* **GIVEN TEXT**
**********
Saturday, February 23, 2008

Update!

Things happen, that's a fact. Especially when you least expect them. This time, it's mostly good news. Firstly, the Flash/Fall 2007 issue of Tiny Lights has now hit the news stands... no, that's not right-- it's being sent to subscribers and might be in an independent bookstore near you, if you live in the Bay Area. It's a well-designed print journal of personal narrative, with cool artwork and thoughtful, well-written, provocative essays. Not only that, but one of my essays, Chalk Talk, is in it. (short break for the Snoopy dance of joy). Anyway, the link to the Tiny Lights website is on my Link List. My essay isn't posted, at least not yet, but there are other writing-tastic things on the site: check out the Searchlights and Signal Flares page.

yes, there's more, but this is a darn good start!

Wednesday, February 6, 2008

Washing Our Hands of The Whole Deal

So the Significant Other and I have been appliance shopping. Yes. One of the top ten experiences that can wreck a relationship. Last week, our Maytag washer of fifteen years seized, gasped, rattled and then oozed water all over the floor. Ruptured a blood vessel and bled to death, was the S.O.’s diagnosis. The rapidly expanding and festering mountain of dirty clothes enforced an atmosphere of cooperation and we got down to business right away.
**********
[Data items]

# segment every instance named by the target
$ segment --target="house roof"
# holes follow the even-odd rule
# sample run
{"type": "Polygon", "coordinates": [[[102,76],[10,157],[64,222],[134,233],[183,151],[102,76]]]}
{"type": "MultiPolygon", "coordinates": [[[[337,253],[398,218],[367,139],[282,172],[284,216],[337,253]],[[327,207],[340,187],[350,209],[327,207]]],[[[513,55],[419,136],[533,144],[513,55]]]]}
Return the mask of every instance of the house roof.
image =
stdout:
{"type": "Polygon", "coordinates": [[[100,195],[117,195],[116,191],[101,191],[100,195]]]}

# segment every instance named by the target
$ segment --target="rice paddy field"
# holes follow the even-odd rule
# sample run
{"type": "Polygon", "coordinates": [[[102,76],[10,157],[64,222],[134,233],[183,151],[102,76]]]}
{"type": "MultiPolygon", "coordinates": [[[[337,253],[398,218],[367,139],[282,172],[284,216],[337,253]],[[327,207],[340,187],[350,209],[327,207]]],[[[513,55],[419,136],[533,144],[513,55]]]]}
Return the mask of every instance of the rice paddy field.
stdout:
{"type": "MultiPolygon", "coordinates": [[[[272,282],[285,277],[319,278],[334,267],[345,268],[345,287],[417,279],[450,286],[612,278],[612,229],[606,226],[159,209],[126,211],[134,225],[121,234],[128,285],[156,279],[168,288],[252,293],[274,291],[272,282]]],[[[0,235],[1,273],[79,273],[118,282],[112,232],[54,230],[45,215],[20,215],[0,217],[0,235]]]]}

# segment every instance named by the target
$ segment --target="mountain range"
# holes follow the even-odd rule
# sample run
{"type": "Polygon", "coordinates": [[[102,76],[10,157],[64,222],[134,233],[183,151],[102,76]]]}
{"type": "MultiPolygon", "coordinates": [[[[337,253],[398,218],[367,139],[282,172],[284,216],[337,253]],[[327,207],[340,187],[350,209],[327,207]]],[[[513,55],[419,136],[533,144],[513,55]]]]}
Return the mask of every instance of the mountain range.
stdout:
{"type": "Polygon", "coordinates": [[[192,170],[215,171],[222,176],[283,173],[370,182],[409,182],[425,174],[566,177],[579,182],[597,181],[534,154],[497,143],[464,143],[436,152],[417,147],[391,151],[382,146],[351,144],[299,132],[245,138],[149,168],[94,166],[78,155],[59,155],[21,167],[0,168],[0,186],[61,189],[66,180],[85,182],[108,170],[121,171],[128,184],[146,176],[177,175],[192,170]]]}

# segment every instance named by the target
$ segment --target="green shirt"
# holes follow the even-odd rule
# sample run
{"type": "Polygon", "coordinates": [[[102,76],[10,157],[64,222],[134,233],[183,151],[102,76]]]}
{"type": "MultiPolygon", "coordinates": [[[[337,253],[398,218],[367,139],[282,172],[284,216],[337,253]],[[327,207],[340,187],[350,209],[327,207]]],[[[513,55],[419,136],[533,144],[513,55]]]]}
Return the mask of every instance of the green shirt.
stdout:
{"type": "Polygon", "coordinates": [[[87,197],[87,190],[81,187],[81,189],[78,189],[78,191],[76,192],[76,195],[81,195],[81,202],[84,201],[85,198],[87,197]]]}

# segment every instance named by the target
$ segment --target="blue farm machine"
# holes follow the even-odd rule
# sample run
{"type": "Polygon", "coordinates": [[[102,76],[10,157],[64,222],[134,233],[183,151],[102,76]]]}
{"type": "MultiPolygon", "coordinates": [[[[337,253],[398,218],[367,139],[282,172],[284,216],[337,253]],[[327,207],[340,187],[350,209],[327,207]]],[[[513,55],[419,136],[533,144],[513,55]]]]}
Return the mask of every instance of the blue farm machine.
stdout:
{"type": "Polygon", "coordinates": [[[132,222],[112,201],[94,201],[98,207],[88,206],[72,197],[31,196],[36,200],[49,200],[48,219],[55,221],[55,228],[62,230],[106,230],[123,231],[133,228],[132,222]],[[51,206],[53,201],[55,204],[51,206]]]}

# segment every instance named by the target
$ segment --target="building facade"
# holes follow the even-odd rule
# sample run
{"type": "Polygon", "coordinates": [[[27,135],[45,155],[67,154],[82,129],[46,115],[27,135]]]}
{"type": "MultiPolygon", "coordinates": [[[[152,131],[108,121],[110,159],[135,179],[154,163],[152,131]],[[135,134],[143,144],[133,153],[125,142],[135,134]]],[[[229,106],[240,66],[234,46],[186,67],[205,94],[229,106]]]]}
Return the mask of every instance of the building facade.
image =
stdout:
**********
* **WORK TO COMPLETE**
In the blog entries, list every verb in the sentence beginning "Last week" that tells what the Maytag washer did.

* **ANSWER SECTION**
seized, gasped, rattled, oozed